A case in point is the recent collapse of M.D. Anderson Cancer Center’s ambitious venture to use IBM’s Watson cognitive computing system to expedite clinical decision-making around the globe and match patients to clinical trials.

Launched in 2013, the project initially received glowing mainstream media coverage that suggested Watson was already being deployed to revolutionize cancer care–or soon would be.

But that was premature. By all accounts, the electronic brain was never used to treat patients at M.D. Anderson. A University of Texas audit reported the product doesn’t work with Anderson’s new electronic medical records system, and the cancer center is now seeking bids to find a new contractor.

IBM spun a story about how Watson could improve cancer treatment that was superficially plausible – there are thousands of research papers published every year and no doctor can read them all,” said David Howard, a faculty member in the Department of Health Policy and Management at Emory University, via email. “However, the problem is not that there is too much information, but rather there is too little. Only a handful of published articles are high-quality, randomized trials. In many cases, oncologists have to choose between drugs that have never been directly compared in a randomized trial.

» **Problems to work on**:
(a) Print the part of the passage on IBM's Watson at M.D. Anderson between "A case in point" and "to clinical trials.", inclusive.
(b) Decide whether each statement agrees with the passage on IBM's Watson at M.D. Anderson, and support each yes or no with the deciding words quoted from it: (i) The project began in 2013. (ii) Watson was used to treat patients at M.D. Anderson. (iii) David Howard teaches in a health policy department at Emory University.
(c) Write the next part of the passage on IBM's Watson at M.D. Anderson, picking up after its final sentence.

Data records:
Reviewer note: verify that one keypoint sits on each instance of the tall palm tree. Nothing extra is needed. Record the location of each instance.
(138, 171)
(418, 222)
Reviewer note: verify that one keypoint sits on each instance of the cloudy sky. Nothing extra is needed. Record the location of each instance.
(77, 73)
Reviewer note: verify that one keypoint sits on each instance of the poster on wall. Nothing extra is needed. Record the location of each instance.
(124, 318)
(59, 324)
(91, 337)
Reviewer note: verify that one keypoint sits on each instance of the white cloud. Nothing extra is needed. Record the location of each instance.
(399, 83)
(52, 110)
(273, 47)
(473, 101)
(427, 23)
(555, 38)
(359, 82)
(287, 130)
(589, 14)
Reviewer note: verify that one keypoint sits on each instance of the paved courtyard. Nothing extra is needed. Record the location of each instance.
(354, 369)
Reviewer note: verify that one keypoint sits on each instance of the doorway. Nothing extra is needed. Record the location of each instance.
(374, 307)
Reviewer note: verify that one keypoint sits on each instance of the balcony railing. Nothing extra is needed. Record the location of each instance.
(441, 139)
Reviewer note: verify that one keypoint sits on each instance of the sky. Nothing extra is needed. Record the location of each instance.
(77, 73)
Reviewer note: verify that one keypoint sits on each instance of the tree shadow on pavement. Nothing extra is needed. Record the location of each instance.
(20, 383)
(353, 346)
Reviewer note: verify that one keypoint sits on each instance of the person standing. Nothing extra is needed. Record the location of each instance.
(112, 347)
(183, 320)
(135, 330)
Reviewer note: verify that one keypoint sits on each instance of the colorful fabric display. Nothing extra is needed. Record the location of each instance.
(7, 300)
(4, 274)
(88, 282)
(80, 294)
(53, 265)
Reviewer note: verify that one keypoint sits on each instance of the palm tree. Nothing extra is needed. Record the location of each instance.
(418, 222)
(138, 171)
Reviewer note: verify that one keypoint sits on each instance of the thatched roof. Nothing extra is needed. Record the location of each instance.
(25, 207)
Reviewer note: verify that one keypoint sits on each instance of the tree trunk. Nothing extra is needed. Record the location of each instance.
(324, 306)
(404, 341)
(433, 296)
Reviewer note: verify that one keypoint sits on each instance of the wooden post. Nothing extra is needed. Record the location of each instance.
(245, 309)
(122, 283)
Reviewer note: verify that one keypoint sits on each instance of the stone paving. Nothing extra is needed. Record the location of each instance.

» **Your written answers**:
(a)
A case in point is the recent collapse of M.D. Anderson Cancer Center’s ambitious venture to use IBM’s Watson cognitive computing system to expedite clinical decision-making around the globe and match patients to clinical trials.

(b)
(i) Yes: "Launched in 2013"
(ii) No: "the electronic brain was never used to treat patients at M.D. Anderson"
(iii) Yes: "a faculty member in the Department of Health Policy and Management at Emory University"

(c)
Forbes ran a blog headlined “IBM’s Watson Now Tackles Clinical Trials At MD Anderson Cancer Center.” Forbes stated use in patient care “might come in early 2014.” It quoted an M.D. Anderson doctor saying: “It’s still in testing and not quite ready for the mainstream yet, but it has the infrastructure to potentially revolutionize oncology research.”

Likewise Scientific American asserted: “The University of Texas M.D. Anderson Cancer Center is using Watson to help doctors match patients with clinical trials, observe and fine-tune treatment plans, and assess risks as part of M. D. Anderson’s ‘Moon Shots’ mission to eliminate cancer.”

While IBM has entered into numerous deals to use its artificial intelligence system in healthcare, a company spokeswoman said there’s no published study linking the technology to improved outcomes for patients because “the implementation of the technology is not there yet.”

Artificial intelligence has been suffering from overhype since the 1970s and 80s,” said Steven Salzberg, a professor of biomedical engineering at the Johns Hopkins School of Medicine. “

Sixty-two million was spent on Watson by the University of Texas before the contract was canceled. All of the information we have obtained from other sources around Watson is that Watson does not add value and that IBM lies about what Watson can do.

This has had real impacts on Watson’s usage, as the following quote from the Wall Street Journal explains.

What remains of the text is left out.